◆ Study text ◆
-----
- Western Australia (Australia)
- Legal status: Always legal for women; legal for men since 23 March 1990 Equal age of consent since 2002
- Gender identity: Change of sex on a birth certificate legally requires appropriate clinical treatment since 2025
- Discrimination protections: Yes, under state law since 2002 and federal law since 2013

Family rights
- Recognition of relationships: Same-sex marriage since 2017 De facto unions since 2002 (no civil unions or relationship register)
- Adoption: Yes, since 2002 and altristic surrogacy legal since 2026

= LGBTQ rights in Western Australia =

Lesbian, gay, bisexual and transgender (LGBTQ) rights in Western Australia have seen significant progress since the beginning of the 21st century, with male sexual activity legal since 1990 and the state parliament passing comprehensive anti-discrimination law reforms in 2002. As part of those reforms, Western Australia was the first state within Australia to grant full adoption rights to same-sex couples in 2002, though the last to permit non-commercial surrogacy agreements involving same-sex couples within mid-August 2026 by a Supreme Court and Court of Appeals ruling. As of September 2026, Western Australia (plus Tasmania) are the only places left within Australia that still has not explicitly criminally prohibited conversion therapy practices on individuals.

==Laws regarding sexual activity==
In December 1989, the Parliament of Western Australia passed the Law Reform (Decriminalisation of Sodomy) Act 1989 which decriminalised private sexual acts between two people of the same sex and went into effect on 23 March 1990. The Act was however, one of the strictest gay law reform acts in Australia, as it made the age of consent for homosexual sex acts between males 21, whilst lowering the heterosexual age of consent to 16. The Act also created new homosexual-oriented offences under state law, including making it a crime for a person to "...promote or encourage homosexual behaviour as part of the teaching in any primary or secondary educational institutions..." or make public policy with respect to the undefined promotion of homosexual behaviour.

LGBT people in Western Australia achieved equalisation of consent ages in 2002 via the Acts Amendment (Gay and Lesbian Law Reform) Act 2002, which also repealed the laws with respect to promotion of homosexual behaviour in public policy and in educational institutions.

===Historical convictions expungement===
Western Australia was one of the last Australian jurisdictions to pass a law allowing individuals to apply to have historical homosexual convictions or charges expunged from their criminal records.

Following homosexual decriminalisation in 1990, attempts to reform the law only gained traction in the mid-2010s. In April 2016, the Law Society of Western Australia submitted a detailed proposal to the state Attorney-General, recommending a scheme be implemented to allow individuals who have been convicted of an historical homosexual offence apply to have that conviction be expunged. Prior to the 2017 state election, both major parties in Western Australia discussed the prospect of expunging consensual homosexual sex crimes, with the opposition Labor Party pledging to implement such a scheme if elected and the incumbent Coalition government stating it would consider the proposal. After comfortably winning the election, the McGowan Labor government introduced expungement legislation (the Historical Homosexual Convictions Expungement Bill 2017) to the Legislative Assembly on 1 November 2017. The legislation requires those applying for an expunged record to satisfy a mandatory test to ensure their conduct constituted a historical homosexual offence. The consent of all parties and respective ages at the time is taken into account and family members of deceased victims are able to apply for an expungement on their behalf. Labor leader and Premier, Mark McGowan, also issued a formal apology in Parliament to the LGBTIQ community in Western Australia for the anti-homosexuality laws of the past. The bill passed the Assembly on 22 February 2018 and passed the Legislative Council with amendments attached later that year on 23 August. The Legislative Assembly approved of the council's amendments on 11 September 2018 and the bill received royal assent on 18 September 2018. The law went into effect on 15 October 2018.
-----
◆ Given material ◆

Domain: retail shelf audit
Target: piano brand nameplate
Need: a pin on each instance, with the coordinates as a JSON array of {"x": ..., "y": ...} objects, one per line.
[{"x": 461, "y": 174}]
-----
◆ Parts of the exercise ◆
a) According to the text on LGBTQ rights in Western Australia, on what date did the law allowing expungement of historical homosexual convictions go into effect?
b) Print the part of the text on LGBTQ rights in Western Australia from "LGBT people in" to "in educational institutions." without any changes.
The data above has no role in this exercise.

◆ Expected results ◆
a) 15 October 2018

b)
LGBT people in Western Australia achieved equalisation of consent ages in 2002 via the Acts Amendment (Gay and Lesbian Law Reform) Act 2002, which also repealed the laws with respect to promotion of homosexual behaviour in public policy and in educational institutions.